-- Страница --
<<<<

Такие персонажи привлекают именно потому, что демонстрируют кажущуюся внутреннюю ясность, эмоциональную холодность и силу — качества, дефицит которых ощущается особенно остро в эпоху эмоционального и когнитивного перегруза.
Стремление к жестким, «бескомпромиссным» идентичностям нельзя рассматривать в отрыве от исторического контекста. Например, как показывает историк Жорж Вигарелло, в культуре Средневековья фигура рыцаря выполняла не только социальную, но и символическую функцию: он олицетворял порядок, стабильность, был связан с «телом короля», которое необходимо было оберегать любой ценой. Рыцарь не имел права на уязвимость или сомнение — его задача заключалась в том, чтобы «выстоять» и не проявить слабости. Именно этот архетип силы, стойкости и подавления индивидуальных чувств лег в основу ранней коллективной идентичности, формировавшейся через публичное насилие и подчинение, о котором мы говорили в начале текста.

В этом смысле современные персонажи literally me представляют собой своеобразное возвращение к рыцарской модели, где «я» определяется не через внутреннюю рефлексию или эмоциональную открытость, а через способность выдерживать боль, не показывать слабость и демонстрировать власть над собой и другими.

>>>>

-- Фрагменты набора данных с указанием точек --
<<<<

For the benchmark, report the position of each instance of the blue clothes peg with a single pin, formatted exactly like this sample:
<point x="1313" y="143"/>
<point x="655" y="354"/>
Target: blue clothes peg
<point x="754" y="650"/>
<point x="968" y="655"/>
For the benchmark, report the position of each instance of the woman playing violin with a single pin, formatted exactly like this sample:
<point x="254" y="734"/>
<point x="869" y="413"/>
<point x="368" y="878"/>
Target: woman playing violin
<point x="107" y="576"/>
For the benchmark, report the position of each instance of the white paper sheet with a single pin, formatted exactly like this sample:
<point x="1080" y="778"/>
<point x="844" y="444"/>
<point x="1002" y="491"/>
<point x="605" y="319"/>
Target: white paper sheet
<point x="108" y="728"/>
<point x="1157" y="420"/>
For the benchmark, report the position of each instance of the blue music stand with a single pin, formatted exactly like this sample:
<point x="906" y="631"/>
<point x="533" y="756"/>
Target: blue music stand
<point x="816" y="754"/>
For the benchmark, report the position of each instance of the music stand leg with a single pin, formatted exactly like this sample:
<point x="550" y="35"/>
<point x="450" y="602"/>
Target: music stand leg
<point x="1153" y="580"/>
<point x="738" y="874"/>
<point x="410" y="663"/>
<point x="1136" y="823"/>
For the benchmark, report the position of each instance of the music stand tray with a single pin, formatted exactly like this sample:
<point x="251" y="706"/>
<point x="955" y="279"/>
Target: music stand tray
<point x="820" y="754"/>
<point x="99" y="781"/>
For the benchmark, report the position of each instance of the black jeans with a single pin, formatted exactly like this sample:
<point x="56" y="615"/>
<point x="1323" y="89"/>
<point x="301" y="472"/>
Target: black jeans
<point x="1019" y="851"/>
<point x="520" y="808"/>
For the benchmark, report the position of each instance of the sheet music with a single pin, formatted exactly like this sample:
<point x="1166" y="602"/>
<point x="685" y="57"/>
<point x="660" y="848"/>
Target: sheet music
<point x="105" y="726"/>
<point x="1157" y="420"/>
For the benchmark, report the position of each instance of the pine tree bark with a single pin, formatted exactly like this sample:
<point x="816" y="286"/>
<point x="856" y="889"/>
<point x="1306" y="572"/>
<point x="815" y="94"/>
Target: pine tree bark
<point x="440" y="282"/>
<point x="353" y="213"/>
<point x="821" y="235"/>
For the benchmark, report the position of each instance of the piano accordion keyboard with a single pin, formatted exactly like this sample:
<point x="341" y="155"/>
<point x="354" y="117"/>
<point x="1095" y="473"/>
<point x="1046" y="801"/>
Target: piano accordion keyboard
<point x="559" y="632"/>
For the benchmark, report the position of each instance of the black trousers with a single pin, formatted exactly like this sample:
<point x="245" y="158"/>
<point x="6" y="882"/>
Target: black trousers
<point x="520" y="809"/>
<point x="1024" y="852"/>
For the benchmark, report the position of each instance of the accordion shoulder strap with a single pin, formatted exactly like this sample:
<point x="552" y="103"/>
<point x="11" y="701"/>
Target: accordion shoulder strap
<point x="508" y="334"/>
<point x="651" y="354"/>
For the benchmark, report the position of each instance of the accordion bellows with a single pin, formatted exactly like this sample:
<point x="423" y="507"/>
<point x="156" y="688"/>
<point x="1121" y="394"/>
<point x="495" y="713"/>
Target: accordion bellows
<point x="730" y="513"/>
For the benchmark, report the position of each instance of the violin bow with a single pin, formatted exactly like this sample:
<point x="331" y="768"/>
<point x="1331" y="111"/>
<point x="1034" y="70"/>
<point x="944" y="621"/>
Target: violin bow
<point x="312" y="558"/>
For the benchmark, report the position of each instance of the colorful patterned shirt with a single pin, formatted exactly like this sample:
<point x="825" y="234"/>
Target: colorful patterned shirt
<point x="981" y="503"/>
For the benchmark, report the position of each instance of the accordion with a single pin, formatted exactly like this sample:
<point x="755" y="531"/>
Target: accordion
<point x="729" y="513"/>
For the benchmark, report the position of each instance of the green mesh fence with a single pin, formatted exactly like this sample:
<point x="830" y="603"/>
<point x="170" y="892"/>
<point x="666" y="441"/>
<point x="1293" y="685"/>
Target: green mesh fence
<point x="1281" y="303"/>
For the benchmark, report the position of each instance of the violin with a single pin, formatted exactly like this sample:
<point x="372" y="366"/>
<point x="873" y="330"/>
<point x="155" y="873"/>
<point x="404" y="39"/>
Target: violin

>>>>

-- Задания --
**A)** Обновите фрагмент текста о персонажах literally me от «Такие персонажи привлекают» до «и когнитивного перегруза.», заменив «эмоциональную холодность» на «душевную отстраненность».
**B)** Продолжите текст о персонажах literally me после его последнего предложения.

-- Ответы по заданиям --
**A)**
Такие персонажи привлекают именно потому, что демонстрируют кажущуюся внутреннюю ясность, душевную отстраненность и силу — качества, дефицит которых ощущается особенно остро в эпоху эмоционального и когнитивного перегруза.

**B)**
Однако особенно примечательно то, что в этой точке истории мы могли сделать совершенно иной выбор. Вместо того чтобы вернуться к культуре силы и внешней монументальности, мы могли бы обратиться к опыту XVIII века — времени, когда, как отмечает Линн Хант, литература стала пространством формирования новой чувствительности. Эпистолярные романы Руссо, Ричардсона и других авторов позволили читателям сопереживать героиням вне зависимости от их социального положения, впервые открывая возможность осмыслить свою идентичность через эмпатию и равенство ощущений.
Тем не менее современность предпочла иной вектор: вместо восстановления эмоциональной связи с другими (через литературу, диалог или личный опыт) общественное воображение все чаще обращается к образам силы, отчуждения и эмоциональной закрытости. В условиях неопределенности и выгорания, где идентичность требует постоянного подтверждения, человек интуитивно тянется к образам, лишенным слабости, даже если за этим стоит травма, жестокость или деструктивное поведение.

Альтернатива, однако, все еще возможна. Она заключается не в том, чтобы собирать себя из героических масок и шаблонов, а в признании самой природы идентичности как подвижного и многослойного процесса. Это путь, противоположный рыцарскому, — путь антирыцаря, который допускает уязвимость, рефлексию и внутреннюю сложность. Такой субъект не стремится к тотальной контролируемости себя, но ищет способы быть с другими — через равенство, эмпатию и совместные размышления.
В конечном счете именно этот путь — сомневающегося, чувствующего и рефлексирующего человека — может стать ответом на давление современности. В конце концов, даже Виктор Цой, чей герой в фильме «Игла» точно может потягаться с героем «Драйва» в своей брутальности, в песне «Бездельник» сообщал нам:
Все говорят, что надо кем-то мне становиться,
А я хотел бы остаться собой…
Пожалуй, «оставаться собой» сегодня и есть настоящий вызов, соразмерный и рыцарскому поединку, и сентиментальным героям прошлого.